With the majority of first preference votes counted, Sadiq Khan is expected to reclaim London’s mayoralty for the Labour Party, after soundly defeating Conservative candidate Zac Goldsmith, whose campaign has been roundly condemned as divisive and outrageous.

As things stand the 45-year-old MP for Tooting is on course to secure a solid 12 point lead over his rival, who oversaw a doomed attempt to link Khan with Islamic extremists backfire before an unimpressed electorate.

It was a fascinating election campaign that saw its fair share of amusing moments, not least Polish candidate Prince Zylinski’s sword wielding antics, but took a far darker tone when Goldsmith’s management realised that their candidate was seriously lagging behind in the polls.

In a spectacular farce of a last-ditch appeal to the basest of instincts, the Eton educated son of a billionaire financier teamed up with the Daily Mail, the corporate incarnation of Joseph Goebbels, to portray Mr Khan as a terrorist and trade union loving fanatic dead set on converting the capital into some kind of dystopian communist caliphate.

The sheer desperation of the claims, which reeked of tabloid McCarthyism, was to be expected. After all the Conservative party has been stirring up latent hates and fears for generations.

## Entries from an annotation dataset

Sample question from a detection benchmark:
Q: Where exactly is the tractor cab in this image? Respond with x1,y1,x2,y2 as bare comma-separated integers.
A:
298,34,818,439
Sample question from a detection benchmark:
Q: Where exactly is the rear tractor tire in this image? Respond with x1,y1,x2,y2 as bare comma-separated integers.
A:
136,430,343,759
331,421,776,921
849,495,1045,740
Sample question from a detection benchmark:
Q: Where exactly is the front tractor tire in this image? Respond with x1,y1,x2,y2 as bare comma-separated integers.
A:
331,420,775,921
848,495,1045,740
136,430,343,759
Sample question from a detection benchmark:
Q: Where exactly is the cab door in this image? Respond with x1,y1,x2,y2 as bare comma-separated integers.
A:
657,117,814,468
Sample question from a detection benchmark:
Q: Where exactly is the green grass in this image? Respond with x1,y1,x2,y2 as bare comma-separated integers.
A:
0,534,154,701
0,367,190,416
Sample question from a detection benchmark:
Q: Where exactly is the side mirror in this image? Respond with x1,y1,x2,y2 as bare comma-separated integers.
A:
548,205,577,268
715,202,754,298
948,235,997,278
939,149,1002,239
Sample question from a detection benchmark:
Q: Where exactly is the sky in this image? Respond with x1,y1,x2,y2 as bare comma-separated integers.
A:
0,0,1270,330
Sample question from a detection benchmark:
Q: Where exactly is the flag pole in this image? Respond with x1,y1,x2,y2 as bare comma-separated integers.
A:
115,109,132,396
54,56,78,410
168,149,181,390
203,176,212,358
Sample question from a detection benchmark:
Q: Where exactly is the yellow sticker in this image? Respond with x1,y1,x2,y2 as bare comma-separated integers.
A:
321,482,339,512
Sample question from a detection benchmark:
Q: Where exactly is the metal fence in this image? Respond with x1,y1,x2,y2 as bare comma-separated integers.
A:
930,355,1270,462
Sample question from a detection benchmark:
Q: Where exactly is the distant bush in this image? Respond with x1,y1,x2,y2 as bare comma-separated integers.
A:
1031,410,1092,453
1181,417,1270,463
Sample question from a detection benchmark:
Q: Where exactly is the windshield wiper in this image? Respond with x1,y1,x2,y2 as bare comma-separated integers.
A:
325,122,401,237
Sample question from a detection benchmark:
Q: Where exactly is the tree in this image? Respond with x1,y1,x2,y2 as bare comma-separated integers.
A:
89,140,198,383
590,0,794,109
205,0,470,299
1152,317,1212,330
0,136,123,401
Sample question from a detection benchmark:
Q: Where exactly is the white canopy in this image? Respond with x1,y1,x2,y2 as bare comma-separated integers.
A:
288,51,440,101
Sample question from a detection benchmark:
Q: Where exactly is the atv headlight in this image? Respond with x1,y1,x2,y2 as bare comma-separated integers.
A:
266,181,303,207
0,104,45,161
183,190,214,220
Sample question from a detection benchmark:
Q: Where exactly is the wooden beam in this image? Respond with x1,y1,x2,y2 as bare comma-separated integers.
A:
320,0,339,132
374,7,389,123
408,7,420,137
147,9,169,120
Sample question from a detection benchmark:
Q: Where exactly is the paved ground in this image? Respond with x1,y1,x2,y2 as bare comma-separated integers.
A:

## TO-DO LIST
[a] Answer these questions from the London mayoral election text:
(i) How old is Sadiq Khan?
(ii) Which newspaper did Goldsmith team up with?
(iii) Which candidate was known for sword-wielding antics?
[b] Write out the part of the London mayoral election text that begins at the words "As things stand" and stops after "dystopian communist caliphate.".
[c] Which people does the London mayoral election text name?
This material has no connection to the text about the London mayoral election.

## ANSWERS TO THE EXERCISES
[a]
(i) 45
(ii) The Daily Mail
(iii) Prince Zylinski

[b]
As things stand the 45-year-old MP for Tooting is on course to secure a solid 12 point lead over his rival, who oversaw a doomed attempt to link Khan with Islamic extremists backfire before an unimpressed electorate.

It was a fascinating election campaign that saw its fair share of amusing moments, not least Polish candidate Prince Zylinski’s sword wielding antics, but took a far darker tone when Goldsmith’s management realised that their candidate was seriously lagging behind in the polls.

In a spectacular farce of a last-ditch appeal to the basest of instincts, the Eton educated son of a billionaire financier teamed up with the Daily Mail, the corporate incarnation of Joseph Goebbels, to portray Mr Khan as a terrorist and trade union loving fanatic dead set on converting the capital into some kind of dystopian communist caliphate.

[c] Sadiq Khan, Zac Goldsmith, Prince Zylinski, Joseph Goebbels